Looking across all of these markets a good rule of thumb is that the more certain you are you will get what you pay for, the more likely you'll pay the quoted price up front. You're more certain you will get what you pay for if it's a basic commodity or a well-known brand. You pay for things in advance in supermarkets. You pay for well-known goods in advance, try getting an iPod on trial. When you're less certain you will get what you pay for, you haggle and typically pay in arrears. Website security work would normally be paid after the work has finished. Possibly the best illustration of how payment links with certainty is to think of paying for a meal; at McDonald's the strong brand commodity is paid for before you consume, while a meal at a pricey establishment is almost always paid afterwards. It would be interesting to see a pricey establishment try and compete by having people pay up front, thereby signalling there is little risk. Another way to remember this is that "when failure is not an option, they take your cash". So one clear link to "money as communication" and information theory might be: certainty brings payment forward and reduces haggling.
Crazy Islanders - South Pacific and North Atlantic
[SLIDE: HOME SWEET STONE]
Well, it's fun to make fun of these crazy virtual-world gamers, but let's move to our final example, fei stones on the island of Yap. Their story brings together the magnificent, and perverse, ways in which we interact with money. The Yap Islands were formerly known as the Caroline Islands. They lie in the southwestern Pacific north of Papua New Guinea. Yap is basically a sandy, shale and coral island. I draw heavily on Bernstein [2000] here, who says that "Furness points out, 'In a land where food and drink and ready-mad clothes grow on trees and may be had for the gathering, it is not easy to see how a man can run very deeply in debt for his living expenses.'" Fei stones are large stone wheels from the size of saucers up to about eight feet in diameter. The stones come from limestone quarries on the Palau island of Babelthuap, almost 300 miles away. Limestone is unheard of on Yap. Fei stones were all transported by canoe. Smaller stones paid for pigs and fish. Apparently the first stones were carved in the shape of fish, but the Yap-landers soon carved larger rounded stones in which they punched holes make them more mobile, though it took up to 20 men using poles. To keep the stones from jingling in their pockets, the Yap-landers would leave them standing outside their homes as a sign of wealth. When a big transaction needed to take place, rather rarely as Furness notes, the coin would often sit placidly despite a change of ownership.
[SLIDE: TOUGH AS A STONE]
"In fact," says Bernstein, "the wealthiest family in the [Yap] community owned an enormous fei that no one could see or had ever seen. According to this family, their fei lay on the bottom of the sea. Many generations past, while an ancestor was towing it on a raft attached to his canoe, a terrible storm came up. [T]his man had decided that life came first and money second: he cut the raft adrift and watched the huge stone sink below the waves. But he survived to tell the tale and to describe to everyone the extraordinary size and quality of the stone he had lost. Nobody had ever doubted the veracity of his testimony. As Furness described it, 'The purchasing power of that stone remains, therefore, as valid as if it were leaning visibly against the side of the owner's house.'"

**Dataset section:**
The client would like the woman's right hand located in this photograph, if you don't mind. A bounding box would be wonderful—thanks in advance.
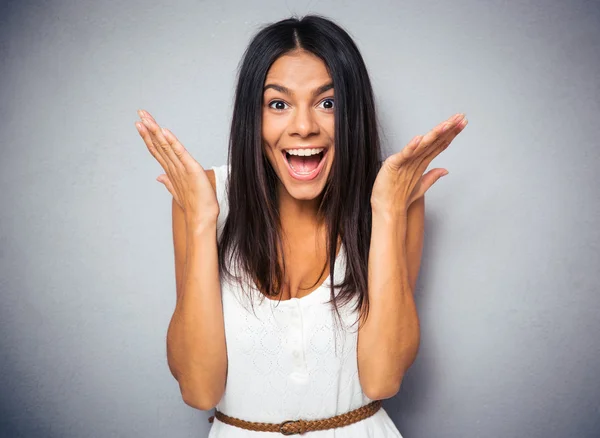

**The problem:** According to the text on money and Yap's fei stones, where did the wealthiest family's enormous fei lie?

**Solution to the exercise:** On the bottom of the sea.